Dataset rows
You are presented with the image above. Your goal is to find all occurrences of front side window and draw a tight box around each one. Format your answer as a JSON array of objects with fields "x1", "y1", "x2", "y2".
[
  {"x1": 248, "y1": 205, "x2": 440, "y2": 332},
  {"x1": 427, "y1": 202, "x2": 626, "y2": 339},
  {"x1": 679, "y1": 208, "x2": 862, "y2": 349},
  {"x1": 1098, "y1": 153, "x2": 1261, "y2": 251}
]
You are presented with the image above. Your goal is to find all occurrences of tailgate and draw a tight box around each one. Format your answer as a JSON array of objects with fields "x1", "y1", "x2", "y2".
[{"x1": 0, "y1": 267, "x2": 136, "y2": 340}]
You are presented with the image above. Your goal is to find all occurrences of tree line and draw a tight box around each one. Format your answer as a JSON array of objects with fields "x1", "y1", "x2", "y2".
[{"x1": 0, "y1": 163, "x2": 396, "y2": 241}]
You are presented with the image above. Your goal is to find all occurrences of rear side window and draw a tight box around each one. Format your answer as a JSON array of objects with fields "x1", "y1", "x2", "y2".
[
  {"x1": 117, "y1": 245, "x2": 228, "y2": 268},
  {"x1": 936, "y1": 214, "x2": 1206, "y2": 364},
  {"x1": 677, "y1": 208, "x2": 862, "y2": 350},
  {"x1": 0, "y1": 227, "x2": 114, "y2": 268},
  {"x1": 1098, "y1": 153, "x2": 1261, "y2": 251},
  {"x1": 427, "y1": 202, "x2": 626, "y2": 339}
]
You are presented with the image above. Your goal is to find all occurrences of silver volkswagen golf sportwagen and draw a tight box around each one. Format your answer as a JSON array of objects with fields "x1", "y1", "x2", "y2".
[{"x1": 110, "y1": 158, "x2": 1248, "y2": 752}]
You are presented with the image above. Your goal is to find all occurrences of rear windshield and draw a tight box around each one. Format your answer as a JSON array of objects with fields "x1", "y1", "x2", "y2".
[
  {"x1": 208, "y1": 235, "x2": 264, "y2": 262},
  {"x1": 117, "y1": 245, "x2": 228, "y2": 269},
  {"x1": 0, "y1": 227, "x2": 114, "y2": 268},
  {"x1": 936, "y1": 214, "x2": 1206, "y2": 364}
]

Exercise = Starting at the line of the listing that contains "occurrences of silver" and continuing to the end of the listing, reproduce every line, requests included, and leave the request text unchanged. Scale each box coordinate in the answers by 2.35 and round it to a whole number, with halves rounded up.

The answer =
You are presented with the image above. Your goal is to find all occurrences of silver volkswagen golf sportwagen and draw a tight box around each one. Format your answer as a JSON array of objects with fields "x1", "y1", "x2", "y2".
[{"x1": 259, "y1": 371, "x2": 2933, "y2": 1767}]
You are presented with the image above. Your goal is to find all occurrences of rear windshield and draw a tight box around each one. Format your answer as a JSON array of objects with fields "x1", "y1", "x2", "y2".
[
  {"x1": 489, "y1": 552, "x2": 620, "y2": 616},
  {"x1": 275, "y1": 576, "x2": 536, "y2": 632},
  {"x1": 0, "y1": 533, "x2": 268, "y2": 630},
  {"x1": 2200, "y1": 503, "x2": 2834, "y2": 855}
]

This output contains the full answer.